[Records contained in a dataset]
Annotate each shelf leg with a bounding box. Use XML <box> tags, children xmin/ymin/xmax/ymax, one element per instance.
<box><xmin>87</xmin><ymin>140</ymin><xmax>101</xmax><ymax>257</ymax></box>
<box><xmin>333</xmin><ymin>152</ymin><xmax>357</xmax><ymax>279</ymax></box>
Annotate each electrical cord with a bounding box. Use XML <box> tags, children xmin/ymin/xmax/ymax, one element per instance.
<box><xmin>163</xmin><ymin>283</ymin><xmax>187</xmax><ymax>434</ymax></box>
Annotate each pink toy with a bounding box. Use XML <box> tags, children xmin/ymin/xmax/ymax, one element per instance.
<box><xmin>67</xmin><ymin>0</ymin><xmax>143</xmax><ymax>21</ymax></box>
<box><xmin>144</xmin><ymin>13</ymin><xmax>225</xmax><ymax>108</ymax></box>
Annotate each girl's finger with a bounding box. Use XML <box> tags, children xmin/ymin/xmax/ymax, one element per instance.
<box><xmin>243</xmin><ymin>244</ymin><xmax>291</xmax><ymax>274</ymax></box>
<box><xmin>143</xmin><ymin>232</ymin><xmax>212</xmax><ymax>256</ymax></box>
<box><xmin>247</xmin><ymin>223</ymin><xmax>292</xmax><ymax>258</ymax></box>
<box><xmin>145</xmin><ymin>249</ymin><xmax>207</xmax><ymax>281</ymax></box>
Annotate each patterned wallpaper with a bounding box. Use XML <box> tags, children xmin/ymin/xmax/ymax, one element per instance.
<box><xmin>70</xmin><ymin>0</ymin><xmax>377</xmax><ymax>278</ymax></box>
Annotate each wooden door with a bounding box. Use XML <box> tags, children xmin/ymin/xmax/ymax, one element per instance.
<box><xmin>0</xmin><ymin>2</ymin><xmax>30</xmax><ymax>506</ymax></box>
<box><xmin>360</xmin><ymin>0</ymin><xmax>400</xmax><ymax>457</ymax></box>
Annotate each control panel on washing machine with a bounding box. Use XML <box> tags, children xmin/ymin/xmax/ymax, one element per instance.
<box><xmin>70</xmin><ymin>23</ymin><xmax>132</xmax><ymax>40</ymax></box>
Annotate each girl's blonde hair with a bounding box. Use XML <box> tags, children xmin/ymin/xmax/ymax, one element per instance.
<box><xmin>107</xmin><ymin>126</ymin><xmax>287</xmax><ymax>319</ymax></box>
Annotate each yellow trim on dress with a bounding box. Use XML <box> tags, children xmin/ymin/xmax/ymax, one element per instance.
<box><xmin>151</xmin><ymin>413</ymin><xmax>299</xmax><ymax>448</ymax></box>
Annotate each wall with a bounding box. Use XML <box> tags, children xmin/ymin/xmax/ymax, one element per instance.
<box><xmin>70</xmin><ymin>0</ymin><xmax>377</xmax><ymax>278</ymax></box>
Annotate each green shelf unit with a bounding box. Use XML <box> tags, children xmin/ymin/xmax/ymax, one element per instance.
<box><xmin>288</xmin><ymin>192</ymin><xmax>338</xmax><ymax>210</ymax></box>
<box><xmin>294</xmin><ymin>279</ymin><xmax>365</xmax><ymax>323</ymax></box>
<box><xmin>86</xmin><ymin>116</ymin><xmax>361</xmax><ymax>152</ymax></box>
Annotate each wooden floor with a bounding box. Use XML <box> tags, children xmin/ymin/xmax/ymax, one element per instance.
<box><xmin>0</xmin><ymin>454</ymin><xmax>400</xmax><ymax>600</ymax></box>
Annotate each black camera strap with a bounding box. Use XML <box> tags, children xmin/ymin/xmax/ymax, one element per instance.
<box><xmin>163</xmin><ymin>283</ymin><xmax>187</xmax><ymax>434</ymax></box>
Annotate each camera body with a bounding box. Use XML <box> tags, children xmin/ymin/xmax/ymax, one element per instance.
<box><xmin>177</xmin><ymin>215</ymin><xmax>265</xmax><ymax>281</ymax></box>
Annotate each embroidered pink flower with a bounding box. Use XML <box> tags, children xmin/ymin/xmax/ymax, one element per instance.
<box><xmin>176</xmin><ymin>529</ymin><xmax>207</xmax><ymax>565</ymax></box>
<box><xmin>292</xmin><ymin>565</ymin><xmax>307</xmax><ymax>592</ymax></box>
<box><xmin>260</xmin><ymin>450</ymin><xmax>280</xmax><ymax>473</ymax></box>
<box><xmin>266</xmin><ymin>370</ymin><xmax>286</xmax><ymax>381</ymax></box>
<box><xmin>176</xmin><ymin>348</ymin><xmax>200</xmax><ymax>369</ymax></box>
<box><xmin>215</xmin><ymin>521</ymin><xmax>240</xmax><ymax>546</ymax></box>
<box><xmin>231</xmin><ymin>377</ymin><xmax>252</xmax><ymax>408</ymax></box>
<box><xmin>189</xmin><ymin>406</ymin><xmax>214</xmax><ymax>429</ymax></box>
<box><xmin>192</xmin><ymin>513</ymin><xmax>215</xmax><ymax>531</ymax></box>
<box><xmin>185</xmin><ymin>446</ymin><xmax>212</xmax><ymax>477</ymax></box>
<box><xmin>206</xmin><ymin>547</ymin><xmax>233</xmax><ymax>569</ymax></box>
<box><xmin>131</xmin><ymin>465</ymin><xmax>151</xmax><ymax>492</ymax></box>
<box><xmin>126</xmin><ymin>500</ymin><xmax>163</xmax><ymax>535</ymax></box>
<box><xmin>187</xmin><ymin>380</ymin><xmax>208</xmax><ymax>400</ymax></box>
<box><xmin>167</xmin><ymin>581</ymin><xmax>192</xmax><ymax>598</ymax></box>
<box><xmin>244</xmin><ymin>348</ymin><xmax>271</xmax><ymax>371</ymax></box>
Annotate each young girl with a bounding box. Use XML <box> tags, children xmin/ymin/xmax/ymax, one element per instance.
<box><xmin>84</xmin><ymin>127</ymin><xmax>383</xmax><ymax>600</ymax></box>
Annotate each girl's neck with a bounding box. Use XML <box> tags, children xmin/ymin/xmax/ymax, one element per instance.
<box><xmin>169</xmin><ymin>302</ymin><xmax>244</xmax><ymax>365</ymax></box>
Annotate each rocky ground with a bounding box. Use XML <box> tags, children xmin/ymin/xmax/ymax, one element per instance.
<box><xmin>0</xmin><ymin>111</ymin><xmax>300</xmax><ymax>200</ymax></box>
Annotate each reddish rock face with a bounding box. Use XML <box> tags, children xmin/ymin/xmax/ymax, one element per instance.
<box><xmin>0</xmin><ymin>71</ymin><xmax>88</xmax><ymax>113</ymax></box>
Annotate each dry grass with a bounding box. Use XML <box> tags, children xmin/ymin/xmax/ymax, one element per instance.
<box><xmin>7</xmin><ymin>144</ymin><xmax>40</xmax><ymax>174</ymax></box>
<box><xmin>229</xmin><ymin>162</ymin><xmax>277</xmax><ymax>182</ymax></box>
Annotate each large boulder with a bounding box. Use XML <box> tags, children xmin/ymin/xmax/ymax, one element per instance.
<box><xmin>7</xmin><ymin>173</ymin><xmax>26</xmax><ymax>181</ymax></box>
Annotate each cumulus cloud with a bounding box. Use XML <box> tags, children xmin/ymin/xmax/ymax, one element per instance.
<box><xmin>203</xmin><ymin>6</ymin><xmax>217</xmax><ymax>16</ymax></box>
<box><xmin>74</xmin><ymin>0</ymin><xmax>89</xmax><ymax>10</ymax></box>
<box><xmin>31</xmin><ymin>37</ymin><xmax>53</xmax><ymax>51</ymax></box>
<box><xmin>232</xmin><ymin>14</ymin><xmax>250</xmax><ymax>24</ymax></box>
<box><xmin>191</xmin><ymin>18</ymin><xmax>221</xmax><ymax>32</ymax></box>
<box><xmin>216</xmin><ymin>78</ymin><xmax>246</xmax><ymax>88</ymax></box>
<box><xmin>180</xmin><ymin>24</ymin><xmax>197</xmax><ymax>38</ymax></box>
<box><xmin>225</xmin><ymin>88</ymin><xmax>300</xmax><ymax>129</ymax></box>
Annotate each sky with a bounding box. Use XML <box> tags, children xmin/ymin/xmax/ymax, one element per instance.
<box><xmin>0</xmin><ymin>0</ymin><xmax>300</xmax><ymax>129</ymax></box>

[Given problem]: Reproduce the lines of the entries above exactly, but only from the line containing "Annotate each sky" through the final line.

[Problem solution]:
Annotate each sky with a bounding box. Use XML <box> tags, children xmin/ymin/xmax/ymax, one element per instance.
<box><xmin>0</xmin><ymin>0</ymin><xmax>300</xmax><ymax>129</ymax></box>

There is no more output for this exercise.